Excerpts of bounding box data:
....................

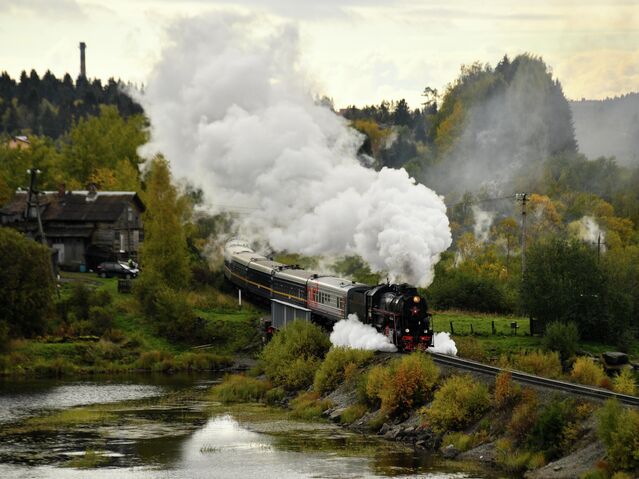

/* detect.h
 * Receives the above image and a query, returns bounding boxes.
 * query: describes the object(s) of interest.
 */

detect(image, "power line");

....................

**THE PROBLEM**
Reproduce the material above with every instance of "query" replaced by "prompt" and everything else left unchanged. Leave the picture out of your answer.

**SOLUTION**
/* detect.h
 * Receives the above image and a prompt, returns bounding boxes.
 * prompt: describes the object(s) of interest.
 */

detect(image, "power line");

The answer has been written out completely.